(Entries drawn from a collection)
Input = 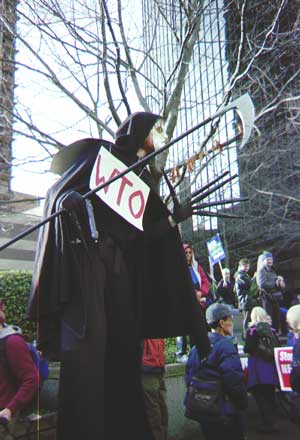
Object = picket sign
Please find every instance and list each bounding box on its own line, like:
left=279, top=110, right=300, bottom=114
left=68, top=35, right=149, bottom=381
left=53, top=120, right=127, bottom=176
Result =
left=206, top=234, right=226, bottom=269
left=90, top=147, right=150, bottom=231
left=274, top=347, right=293, bottom=391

## [WHAT IS REQUIRED]
Which lines of the items above contain the word "right"? Report each of those lines in full, treating uppercase and lowercase letters as distinct.

## [EXERCISE ANSWER]
left=279, top=110, right=300, bottom=114
left=68, top=35, right=149, bottom=381
left=53, top=120, right=127, bottom=176
left=206, top=234, right=226, bottom=269
left=90, top=147, right=150, bottom=231
left=274, top=347, right=293, bottom=391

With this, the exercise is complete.